9 sep 2013

Egon Erwin Kisch et Bertolt Brecht - 2e partie : Le "Reportage écrit sous la potence" de Julius Fučík

Submitted by Anonyme (non vérifié)

Julius Fučík, né le 23 février 1903, à Smichov, un quartier ouvrier dans la banlieue de Prague, est un journaliste tchécoslovaque qui a rejoint très jeune les rangs du Parti Communiste. Son père était métallurgiste ; lui-même est le neveu de son homonyme, compositeur auteur de la mondialement célèbre Entrée des gladiateurs, notamment utilisé par les cirques.

Intéressé très tôt par la littérature, il rejoignit parallèlement l'aile gauche de la social-démocratie, qui forma le Parti Communiste de Tchécoslovaquie. Il écrivit alors pour le journal communiste de la ville de Plzeň, puis ses études finies, il participa à différents journaux et revues d'esprit littéraire.

Écrivant notamment de manière régulière pour le journal partidaire Rude Pravo (le droit rouge, publié quotidiennement), il fut régulièrement arrêté par la police politique ; il visita d'ailleurs en 1930 l'URSS pendant quatre mois  ce qui fut prétexte à une de ses œuvres : Au Pays où demain est déjà hier (V zemi, kde zítra již znamená včera).

Propagandiste pour des grèves en Bohême, activiste culturel, il devint le correspondant du Rude Pravo à Moscou en 1934-1935.

Avec les accords de Munich, puis l'invasion du pays par l'Allemagne nazie en 1939, il passa dans la clandestinité et devint l'un des dirigeants du Parti, s'occupant du Rude Pravo et de sa republication sous forme clandestine.

Néanmoins, le 24 avril 1942 la planque d'une réunion fut découverte et alors Julius Fučík se retrouva donc dans les mains de la Gestapo, rejoignant la prison de Pankrac à Prague.

Voici comment il raconte son arrestation :

« Le premier coup au visage. Peut-être qu'il aurait dû me mettre K.O. « Les mains en l'air ! » Le second. Le troisième. C'est ainsi que je me suis présenté la situation. 

De l'appartement rangé de manière impeccable, il ne reste désormais qu'un amas de meubles balancés de-ci de-là et de vitres. De nouveaux coups avec les mains, et des coups de pied.

« Avance ! » Ils me placent dans la voiture. Les pistolets sont tout le temps dirigés vers moi. Sur la route commence mon interrogatoire. « Qui es-tu ? - Professeur Horak. - Tu mens ! » Je hausse les épaules. « Reste tranquille, ou je tire ! - Tirez donc ! » Au lieu du tir de pistolet, un coup de poing. »

Par la suite, Julius Fučík fut placé dans la cellule 267 de Pankrac, il fit face à la torture, et l'on sait ce qu'il a ressenti grâce à la complicité d'un gardien.
^^^^^^^^^^^^^^^^
▸ **Travail demandé**
a) Recopiez fidèlement le passage du texte sur Julius Fučík qui va de « Écrivant notamment de » à « Moscou en 1934-1935. », ces deux bornes incluses.
b) D'après le texte sur Julius Fučík, les affirmations suivantes sont-elles exactes ? Répondez par oui ou non en citant à chaque fois les mots décisifs du texte. (i) Le père de Julius Fučík était métallurgiste. (ii) En 1930, Julius Fučík séjourna six mois en URSS. (iii) Julius Fučík fut placé dans la cellule 267 de Pankrac.

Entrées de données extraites
^^^^^^^^^^^^^^^^
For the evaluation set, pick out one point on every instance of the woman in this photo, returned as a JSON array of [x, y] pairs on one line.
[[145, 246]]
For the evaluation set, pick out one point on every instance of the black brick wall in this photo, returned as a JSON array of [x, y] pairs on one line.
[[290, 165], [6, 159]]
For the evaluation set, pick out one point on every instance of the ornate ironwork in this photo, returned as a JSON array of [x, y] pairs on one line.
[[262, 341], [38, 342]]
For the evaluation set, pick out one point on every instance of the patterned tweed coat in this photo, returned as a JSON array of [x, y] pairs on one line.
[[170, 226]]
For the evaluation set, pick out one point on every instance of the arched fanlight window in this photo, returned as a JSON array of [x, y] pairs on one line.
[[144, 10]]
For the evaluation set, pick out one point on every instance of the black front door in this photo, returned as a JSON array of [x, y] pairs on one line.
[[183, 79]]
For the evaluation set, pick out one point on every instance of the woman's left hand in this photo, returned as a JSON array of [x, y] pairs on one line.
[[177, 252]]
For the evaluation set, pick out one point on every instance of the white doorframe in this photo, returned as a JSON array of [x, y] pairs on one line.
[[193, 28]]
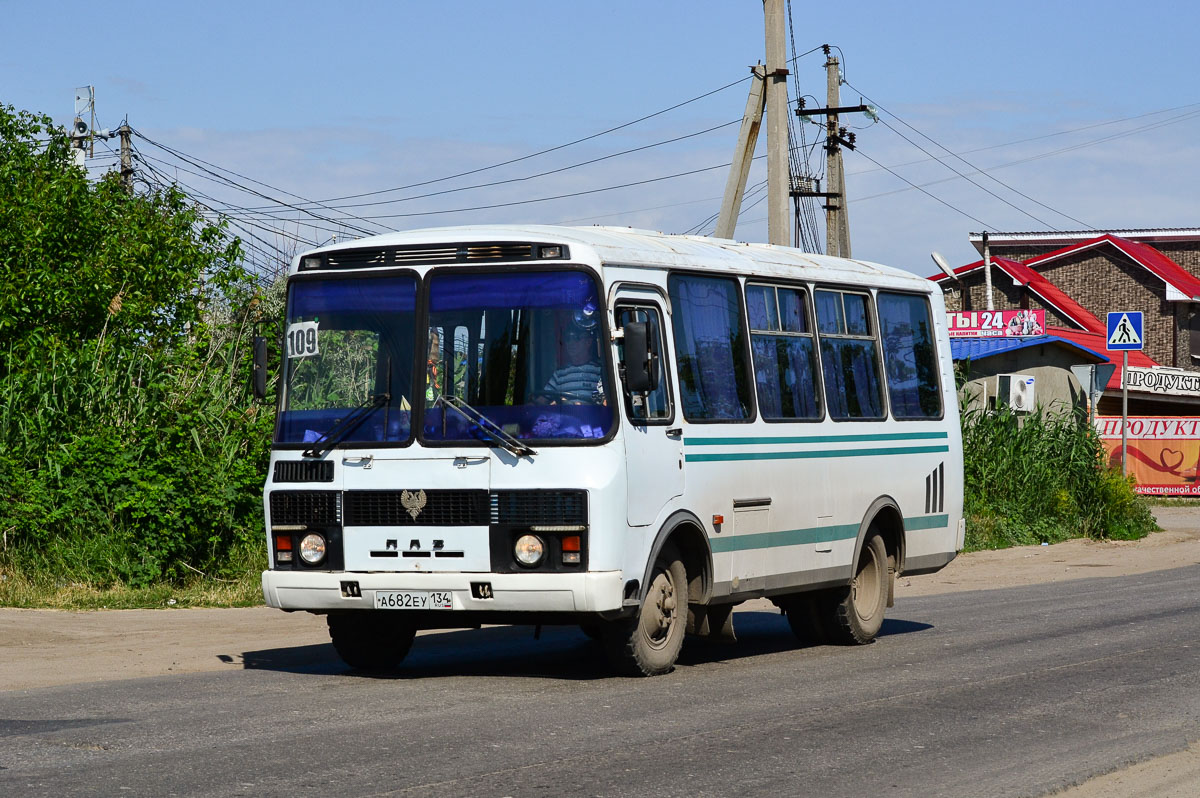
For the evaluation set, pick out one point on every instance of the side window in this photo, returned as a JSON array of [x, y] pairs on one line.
[[648, 406], [785, 359], [909, 357], [711, 348], [849, 357]]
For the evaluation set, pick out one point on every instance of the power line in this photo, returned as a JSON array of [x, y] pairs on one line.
[[251, 191], [1044, 136], [540, 153], [1050, 154], [970, 165], [958, 210], [546, 199], [532, 177]]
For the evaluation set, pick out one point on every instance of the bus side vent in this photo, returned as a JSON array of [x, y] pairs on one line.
[[431, 255], [306, 507], [533, 508], [299, 471]]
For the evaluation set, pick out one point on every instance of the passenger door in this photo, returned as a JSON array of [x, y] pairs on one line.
[[653, 442]]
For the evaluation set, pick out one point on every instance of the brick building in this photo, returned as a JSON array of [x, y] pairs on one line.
[[1153, 271], [1079, 277]]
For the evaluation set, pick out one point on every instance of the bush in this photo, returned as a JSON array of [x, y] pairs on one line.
[[131, 450], [1043, 478]]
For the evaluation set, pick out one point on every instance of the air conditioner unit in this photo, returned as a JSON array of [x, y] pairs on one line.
[[1015, 391]]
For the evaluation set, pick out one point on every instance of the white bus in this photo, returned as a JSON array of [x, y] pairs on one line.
[[623, 430]]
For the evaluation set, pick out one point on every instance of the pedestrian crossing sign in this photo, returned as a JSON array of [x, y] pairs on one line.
[[1125, 330]]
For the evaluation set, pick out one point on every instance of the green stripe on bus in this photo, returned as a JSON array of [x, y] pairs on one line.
[[925, 522], [813, 535], [859, 438], [787, 538], [813, 454]]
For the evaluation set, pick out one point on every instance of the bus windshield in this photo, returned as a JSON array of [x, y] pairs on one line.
[[349, 343], [523, 349]]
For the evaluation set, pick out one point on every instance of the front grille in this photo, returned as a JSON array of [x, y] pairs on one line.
[[437, 253], [417, 508], [304, 471], [317, 508], [534, 508]]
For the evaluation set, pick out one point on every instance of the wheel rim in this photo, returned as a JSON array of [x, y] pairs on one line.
[[659, 615], [868, 587]]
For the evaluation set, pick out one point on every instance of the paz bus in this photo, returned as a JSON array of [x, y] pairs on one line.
[[623, 430]]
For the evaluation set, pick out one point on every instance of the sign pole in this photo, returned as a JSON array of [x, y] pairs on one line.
[[1125, 412]]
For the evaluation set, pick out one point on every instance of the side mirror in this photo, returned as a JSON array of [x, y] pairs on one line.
[[641, 360], [259, 372]]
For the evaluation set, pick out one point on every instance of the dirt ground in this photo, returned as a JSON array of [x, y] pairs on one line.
[[41, 648]]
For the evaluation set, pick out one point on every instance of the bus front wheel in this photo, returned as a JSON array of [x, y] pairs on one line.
[[649, 642], [853, 615], [371, 640]]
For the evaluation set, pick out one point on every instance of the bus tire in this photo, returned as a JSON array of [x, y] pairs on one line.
[[649, 642], [371, 640], [853, 615]]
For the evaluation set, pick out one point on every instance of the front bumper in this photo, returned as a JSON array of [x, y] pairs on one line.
[[322, 591]]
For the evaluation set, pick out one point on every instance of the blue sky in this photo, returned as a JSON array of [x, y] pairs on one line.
[[1069, 105]]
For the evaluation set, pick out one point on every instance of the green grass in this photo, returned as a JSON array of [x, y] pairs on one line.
[[39, 589], [1038, 478]]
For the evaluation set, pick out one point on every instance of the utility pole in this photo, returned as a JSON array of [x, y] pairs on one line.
[[837, 209], [125, 132], [987, 270], [743, 155], [778, 174]]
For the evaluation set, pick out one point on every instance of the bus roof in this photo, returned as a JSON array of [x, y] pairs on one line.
[[633, 247]]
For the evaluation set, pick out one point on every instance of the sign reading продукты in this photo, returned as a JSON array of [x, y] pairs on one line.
[[1125, 330]]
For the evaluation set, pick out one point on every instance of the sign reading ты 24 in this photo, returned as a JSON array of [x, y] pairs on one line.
[[987, 324]]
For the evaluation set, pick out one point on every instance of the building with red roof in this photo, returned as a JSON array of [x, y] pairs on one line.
[[1079, 277]]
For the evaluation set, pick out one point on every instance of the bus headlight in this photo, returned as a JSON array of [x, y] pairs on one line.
[[529, 550], [312, 549]]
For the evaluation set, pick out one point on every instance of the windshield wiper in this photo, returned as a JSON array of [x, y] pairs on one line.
[[502, 437], [347, 425]]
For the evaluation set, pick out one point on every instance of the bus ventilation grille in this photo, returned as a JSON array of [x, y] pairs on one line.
[[439, 509], [438, 253], [533, 508], [319, 508], [299, 471]]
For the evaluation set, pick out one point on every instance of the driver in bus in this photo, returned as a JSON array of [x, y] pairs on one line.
[[580, 381]]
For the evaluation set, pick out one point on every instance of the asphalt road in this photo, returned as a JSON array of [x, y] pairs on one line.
[[1001, 693]]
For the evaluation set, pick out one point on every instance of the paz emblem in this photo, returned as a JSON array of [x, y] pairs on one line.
[[413, 502]]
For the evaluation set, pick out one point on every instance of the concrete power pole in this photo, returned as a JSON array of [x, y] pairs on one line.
[[779, 225], [837, 216], [743, 155], [124, 131]]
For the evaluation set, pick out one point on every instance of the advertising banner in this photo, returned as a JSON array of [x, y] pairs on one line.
^^^^^^^^^^^^^^^^
▸ **Corrigé des exercices**
a)
Écrivant notamment de manière régulière pour le journal partidaire Rude Pravo (le droit rouge, publié quotidiennement), il fut régulièrement arrêté par la police politique ; il visita d'ailleurs en 1930 l'URSS pendant quatre mois  ce qui fut prétexte à une de ses œuvres : Au Pays où demain est déjà hier (V zemi, kde zítra již znamená včera).

Propagandiste pour des grèves en Bohême, activiste culturel, il devint le correspondant du Rude Pravo à Moscou en 1934-1935.

b)
(i) Oui : « Son père était métallurgiste ».
(ii) Non : « il visita d'ailleurs en 1930 l'URSS pendant quatre mois ».
(iii) Oui : « Julius Fučík fut placé dans la cellule 267 de Pankrac ».